# [SHORT PROBLEM]
Edit the passage on shared space alliances between "Shared Space Alliances" and "working with them.", inclusive, so that "strip mall" is replaced with "shopping center".

# [SOURCE]
┄┄┄┄┄┄
Shared Space Alliances

The simplest level of alliance is shared space. Most law firms lease their office facilities, either in an office tower or a strip mall. Rented office space is one of a firm’s largest fixed expenses, typically running from 9 to 12 percent of revenue. The decision of legal practitioners to share rented space to spread out the cost should begin with a macro analysis of the firms' economics (revenues, expenses, profitability) within the context of the projected lease expense. Then take a micro view and analyze the economics of each practice and book of business, considering whether they are sustainable under the projected joint lease. Finally, assess potential colleagues from the standpoint of whether you would like working with them.

If the answers to these questions are positive, the options for shared space are varied. Some small firm or solo practitioners like being in a diverse professional environment, sharing space with accountants, brokers and other non-lawyers. Others may be comfortable with a "Fegen Suite," where lawyers share the expense of a reception area, conference rooms, clerical staff and office equipment. The same concept can be applied to shared computer technology, enabling smaller firms to spend on shared upgrades every three years rather than a more typical six-plus year small firm cycle.
┄┄┄┄┄┄
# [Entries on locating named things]
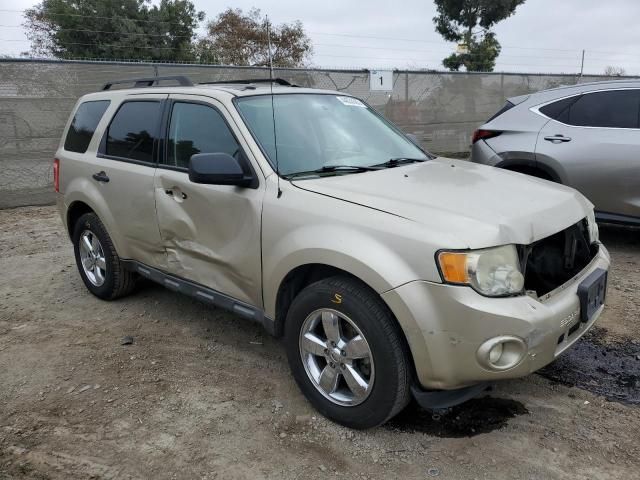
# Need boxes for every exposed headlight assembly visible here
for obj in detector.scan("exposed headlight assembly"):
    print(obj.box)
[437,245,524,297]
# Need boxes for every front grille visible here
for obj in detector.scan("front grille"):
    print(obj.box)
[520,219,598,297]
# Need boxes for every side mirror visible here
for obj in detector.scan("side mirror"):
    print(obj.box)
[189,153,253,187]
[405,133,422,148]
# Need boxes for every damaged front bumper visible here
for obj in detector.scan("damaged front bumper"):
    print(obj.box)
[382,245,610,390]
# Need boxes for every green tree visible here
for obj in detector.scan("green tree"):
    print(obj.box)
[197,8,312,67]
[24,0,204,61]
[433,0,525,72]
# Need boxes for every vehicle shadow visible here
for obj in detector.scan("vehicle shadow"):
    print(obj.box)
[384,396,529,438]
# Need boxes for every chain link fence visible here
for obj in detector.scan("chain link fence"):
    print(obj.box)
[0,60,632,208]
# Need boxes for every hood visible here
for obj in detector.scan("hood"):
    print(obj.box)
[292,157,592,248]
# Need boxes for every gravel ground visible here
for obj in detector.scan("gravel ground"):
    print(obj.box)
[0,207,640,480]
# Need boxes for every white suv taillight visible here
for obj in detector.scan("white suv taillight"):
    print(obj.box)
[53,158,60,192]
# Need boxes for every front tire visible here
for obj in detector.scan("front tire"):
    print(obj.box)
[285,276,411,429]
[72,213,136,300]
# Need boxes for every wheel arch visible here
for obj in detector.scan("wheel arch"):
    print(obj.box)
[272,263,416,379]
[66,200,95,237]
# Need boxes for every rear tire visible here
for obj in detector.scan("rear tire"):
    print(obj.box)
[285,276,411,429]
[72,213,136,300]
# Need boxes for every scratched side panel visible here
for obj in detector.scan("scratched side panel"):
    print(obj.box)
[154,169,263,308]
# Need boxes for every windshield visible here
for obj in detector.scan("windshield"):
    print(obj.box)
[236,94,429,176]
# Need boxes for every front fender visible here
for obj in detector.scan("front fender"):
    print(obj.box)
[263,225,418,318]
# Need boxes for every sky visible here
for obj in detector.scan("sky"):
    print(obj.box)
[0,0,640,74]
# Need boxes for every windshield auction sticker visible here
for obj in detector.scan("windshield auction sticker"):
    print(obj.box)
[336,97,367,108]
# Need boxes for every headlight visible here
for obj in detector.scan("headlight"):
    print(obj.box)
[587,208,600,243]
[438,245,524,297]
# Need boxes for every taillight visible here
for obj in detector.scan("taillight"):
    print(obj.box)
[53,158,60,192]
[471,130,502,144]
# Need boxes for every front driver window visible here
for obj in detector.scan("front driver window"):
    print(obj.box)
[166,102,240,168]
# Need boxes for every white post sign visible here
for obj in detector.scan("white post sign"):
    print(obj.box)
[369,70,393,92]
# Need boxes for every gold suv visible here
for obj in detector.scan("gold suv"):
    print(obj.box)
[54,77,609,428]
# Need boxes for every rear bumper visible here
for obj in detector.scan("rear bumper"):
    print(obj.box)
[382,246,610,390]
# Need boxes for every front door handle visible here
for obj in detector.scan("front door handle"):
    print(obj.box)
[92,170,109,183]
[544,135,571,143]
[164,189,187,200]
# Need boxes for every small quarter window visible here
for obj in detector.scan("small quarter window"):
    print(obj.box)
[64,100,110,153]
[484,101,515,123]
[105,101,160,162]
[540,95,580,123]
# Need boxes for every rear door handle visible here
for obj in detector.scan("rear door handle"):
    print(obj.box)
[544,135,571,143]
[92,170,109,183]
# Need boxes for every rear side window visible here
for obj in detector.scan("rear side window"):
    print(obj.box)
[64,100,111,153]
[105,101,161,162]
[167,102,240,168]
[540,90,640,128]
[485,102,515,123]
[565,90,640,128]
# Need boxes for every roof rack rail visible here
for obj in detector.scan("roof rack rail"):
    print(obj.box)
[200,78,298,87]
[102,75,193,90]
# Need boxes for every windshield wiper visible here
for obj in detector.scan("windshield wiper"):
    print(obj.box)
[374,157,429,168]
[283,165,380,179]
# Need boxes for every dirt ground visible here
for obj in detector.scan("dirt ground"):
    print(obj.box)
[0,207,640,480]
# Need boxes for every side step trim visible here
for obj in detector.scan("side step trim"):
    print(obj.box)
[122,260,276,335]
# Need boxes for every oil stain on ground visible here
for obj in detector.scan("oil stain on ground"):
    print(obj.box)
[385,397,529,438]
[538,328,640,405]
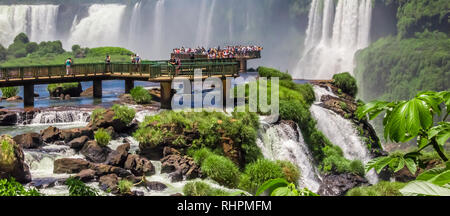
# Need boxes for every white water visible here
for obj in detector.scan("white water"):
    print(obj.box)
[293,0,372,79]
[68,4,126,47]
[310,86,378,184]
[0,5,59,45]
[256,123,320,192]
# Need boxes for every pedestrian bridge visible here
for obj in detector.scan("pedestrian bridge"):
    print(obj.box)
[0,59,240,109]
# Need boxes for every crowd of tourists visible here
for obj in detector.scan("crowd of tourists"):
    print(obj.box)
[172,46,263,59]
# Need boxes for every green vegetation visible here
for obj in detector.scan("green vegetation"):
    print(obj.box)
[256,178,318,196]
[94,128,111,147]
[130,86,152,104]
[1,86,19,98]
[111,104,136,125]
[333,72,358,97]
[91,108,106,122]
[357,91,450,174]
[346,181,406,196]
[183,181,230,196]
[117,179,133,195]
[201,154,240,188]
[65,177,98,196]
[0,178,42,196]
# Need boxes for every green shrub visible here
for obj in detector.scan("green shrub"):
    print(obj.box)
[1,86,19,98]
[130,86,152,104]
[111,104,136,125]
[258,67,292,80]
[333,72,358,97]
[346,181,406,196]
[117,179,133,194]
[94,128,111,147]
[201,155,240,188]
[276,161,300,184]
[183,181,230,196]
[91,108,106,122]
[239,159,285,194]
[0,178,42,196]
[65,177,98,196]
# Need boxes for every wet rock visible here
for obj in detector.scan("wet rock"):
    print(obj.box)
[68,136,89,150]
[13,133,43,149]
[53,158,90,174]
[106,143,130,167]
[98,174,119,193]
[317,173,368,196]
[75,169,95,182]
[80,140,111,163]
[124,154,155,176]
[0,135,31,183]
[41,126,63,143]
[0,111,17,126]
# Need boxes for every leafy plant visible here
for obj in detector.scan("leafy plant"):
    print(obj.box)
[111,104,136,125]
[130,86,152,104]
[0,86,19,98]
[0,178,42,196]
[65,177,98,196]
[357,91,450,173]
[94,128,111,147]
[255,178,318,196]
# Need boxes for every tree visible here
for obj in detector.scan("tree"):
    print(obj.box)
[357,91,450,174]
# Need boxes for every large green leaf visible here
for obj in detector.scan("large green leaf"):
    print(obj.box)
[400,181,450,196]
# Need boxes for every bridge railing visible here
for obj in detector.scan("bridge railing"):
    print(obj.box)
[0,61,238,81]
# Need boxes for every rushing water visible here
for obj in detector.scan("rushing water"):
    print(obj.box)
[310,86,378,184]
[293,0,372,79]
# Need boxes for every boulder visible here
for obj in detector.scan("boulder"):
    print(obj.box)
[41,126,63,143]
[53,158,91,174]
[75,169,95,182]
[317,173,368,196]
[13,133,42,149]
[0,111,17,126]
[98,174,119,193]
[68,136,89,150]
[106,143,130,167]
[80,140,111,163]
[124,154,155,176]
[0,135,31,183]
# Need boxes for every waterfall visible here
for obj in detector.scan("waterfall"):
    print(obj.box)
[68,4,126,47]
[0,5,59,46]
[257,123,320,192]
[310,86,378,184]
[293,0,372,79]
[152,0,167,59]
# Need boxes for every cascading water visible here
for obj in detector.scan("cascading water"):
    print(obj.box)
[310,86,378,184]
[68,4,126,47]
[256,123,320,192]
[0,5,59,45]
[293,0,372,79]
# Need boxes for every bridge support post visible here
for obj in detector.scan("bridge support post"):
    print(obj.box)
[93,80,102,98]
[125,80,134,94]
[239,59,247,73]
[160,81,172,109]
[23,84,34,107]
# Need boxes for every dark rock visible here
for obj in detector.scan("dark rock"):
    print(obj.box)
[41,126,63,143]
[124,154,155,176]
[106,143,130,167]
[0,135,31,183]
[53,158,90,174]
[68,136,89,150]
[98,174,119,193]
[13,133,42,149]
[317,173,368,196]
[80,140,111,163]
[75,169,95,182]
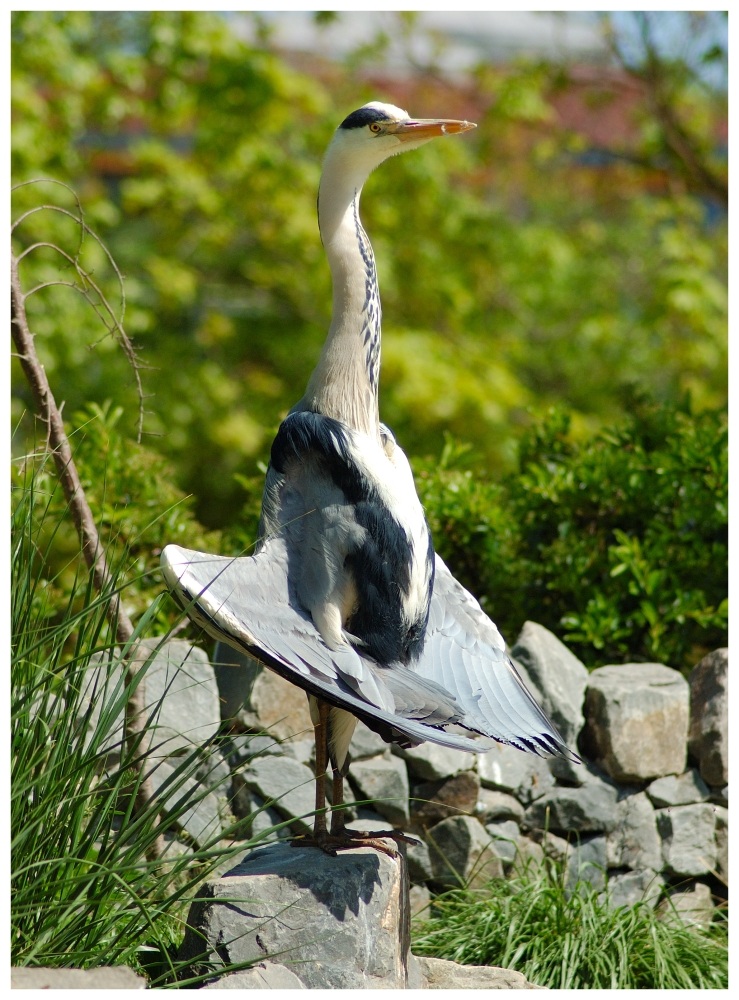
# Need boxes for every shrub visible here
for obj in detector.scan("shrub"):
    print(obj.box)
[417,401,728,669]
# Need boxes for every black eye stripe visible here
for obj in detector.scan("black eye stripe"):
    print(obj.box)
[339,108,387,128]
┄┄┄┄┄┄
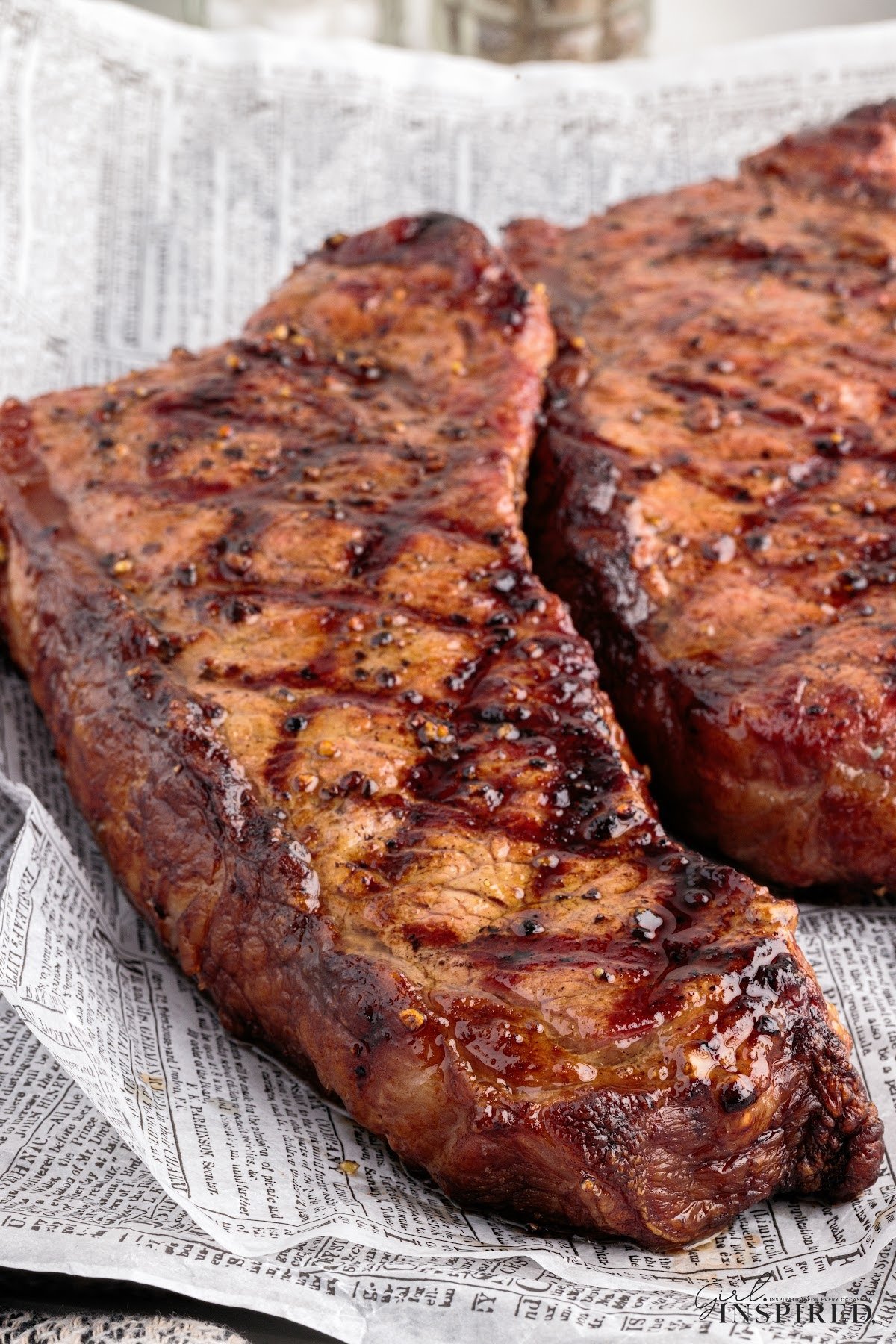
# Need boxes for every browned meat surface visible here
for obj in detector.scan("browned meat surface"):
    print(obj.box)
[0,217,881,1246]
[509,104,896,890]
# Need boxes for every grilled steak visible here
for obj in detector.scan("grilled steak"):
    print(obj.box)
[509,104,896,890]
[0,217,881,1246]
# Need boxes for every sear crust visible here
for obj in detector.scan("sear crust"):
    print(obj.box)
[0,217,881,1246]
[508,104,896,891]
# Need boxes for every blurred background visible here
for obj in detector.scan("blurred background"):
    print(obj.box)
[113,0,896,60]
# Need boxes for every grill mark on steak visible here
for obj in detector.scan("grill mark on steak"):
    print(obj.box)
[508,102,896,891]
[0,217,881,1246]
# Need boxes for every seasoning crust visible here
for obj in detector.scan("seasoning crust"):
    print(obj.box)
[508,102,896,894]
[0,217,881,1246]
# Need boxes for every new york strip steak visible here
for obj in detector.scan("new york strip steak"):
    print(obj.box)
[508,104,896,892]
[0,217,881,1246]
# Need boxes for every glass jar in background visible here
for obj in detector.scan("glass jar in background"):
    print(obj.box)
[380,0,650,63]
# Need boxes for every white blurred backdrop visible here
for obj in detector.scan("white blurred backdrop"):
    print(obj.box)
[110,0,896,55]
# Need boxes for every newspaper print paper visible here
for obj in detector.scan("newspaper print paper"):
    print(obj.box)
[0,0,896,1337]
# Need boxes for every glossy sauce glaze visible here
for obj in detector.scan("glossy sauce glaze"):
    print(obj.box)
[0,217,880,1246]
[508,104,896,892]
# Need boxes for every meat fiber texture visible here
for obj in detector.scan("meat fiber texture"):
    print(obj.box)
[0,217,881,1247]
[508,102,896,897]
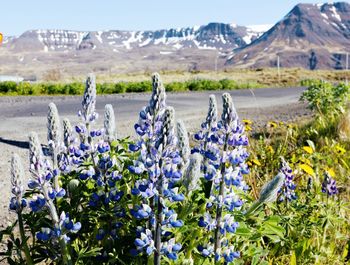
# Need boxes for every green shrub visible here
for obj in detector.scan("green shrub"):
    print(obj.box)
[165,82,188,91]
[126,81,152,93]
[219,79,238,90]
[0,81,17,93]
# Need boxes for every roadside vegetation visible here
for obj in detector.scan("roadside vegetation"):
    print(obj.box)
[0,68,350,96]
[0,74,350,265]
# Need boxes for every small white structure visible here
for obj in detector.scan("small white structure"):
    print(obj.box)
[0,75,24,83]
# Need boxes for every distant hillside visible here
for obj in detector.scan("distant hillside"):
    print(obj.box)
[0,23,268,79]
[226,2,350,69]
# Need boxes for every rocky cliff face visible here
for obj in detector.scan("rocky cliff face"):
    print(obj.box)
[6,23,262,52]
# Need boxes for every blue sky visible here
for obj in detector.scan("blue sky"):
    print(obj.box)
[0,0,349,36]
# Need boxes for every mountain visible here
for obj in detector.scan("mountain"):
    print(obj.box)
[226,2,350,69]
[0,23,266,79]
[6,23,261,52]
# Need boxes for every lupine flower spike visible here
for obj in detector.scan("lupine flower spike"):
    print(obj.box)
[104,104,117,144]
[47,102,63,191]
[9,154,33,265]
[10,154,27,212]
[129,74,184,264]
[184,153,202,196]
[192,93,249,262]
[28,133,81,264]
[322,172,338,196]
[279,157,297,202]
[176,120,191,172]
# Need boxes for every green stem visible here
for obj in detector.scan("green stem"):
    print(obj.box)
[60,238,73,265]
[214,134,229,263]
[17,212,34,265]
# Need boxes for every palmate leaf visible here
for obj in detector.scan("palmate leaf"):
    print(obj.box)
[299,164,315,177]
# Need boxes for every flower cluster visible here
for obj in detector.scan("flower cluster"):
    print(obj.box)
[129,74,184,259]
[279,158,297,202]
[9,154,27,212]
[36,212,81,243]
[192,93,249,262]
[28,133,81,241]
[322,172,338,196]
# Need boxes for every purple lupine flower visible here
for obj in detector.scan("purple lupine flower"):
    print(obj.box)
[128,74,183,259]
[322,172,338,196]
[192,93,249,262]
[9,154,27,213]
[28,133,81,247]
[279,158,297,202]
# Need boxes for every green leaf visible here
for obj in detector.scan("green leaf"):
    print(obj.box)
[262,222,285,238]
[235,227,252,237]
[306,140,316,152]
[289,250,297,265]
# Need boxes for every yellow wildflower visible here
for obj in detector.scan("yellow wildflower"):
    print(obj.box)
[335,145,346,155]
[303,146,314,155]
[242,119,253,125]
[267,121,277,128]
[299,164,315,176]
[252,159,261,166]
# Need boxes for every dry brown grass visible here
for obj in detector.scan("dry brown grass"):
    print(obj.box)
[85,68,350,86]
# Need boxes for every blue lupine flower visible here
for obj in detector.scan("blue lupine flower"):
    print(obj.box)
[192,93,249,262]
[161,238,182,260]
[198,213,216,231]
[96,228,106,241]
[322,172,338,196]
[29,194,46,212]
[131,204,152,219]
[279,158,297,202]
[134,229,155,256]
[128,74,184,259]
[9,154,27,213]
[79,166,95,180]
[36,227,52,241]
┄┄┄┄┄┄
# [TASK OUTPUT]
Shared Space Alliances

The simplest level of alliance is shared space. Most law firms lease their office facilities, either in an office tower or a shopping center. Rented office space is one of a firm’s largest fixed expenses, typically running from 9 to 12 percent of revenue. The decision of legal practitioners to share rented space to spread out the cost should begin with a macro analysis of the firms' economics (revenues, expenses, profitability) within the context of the projected lease expense. Then take a micro view and analyze the economics of each practice and book of business, considering whether they are sustainable under the projected joint lease. Finally, assess potential colleagues from the standpoint of whether you would like working with them.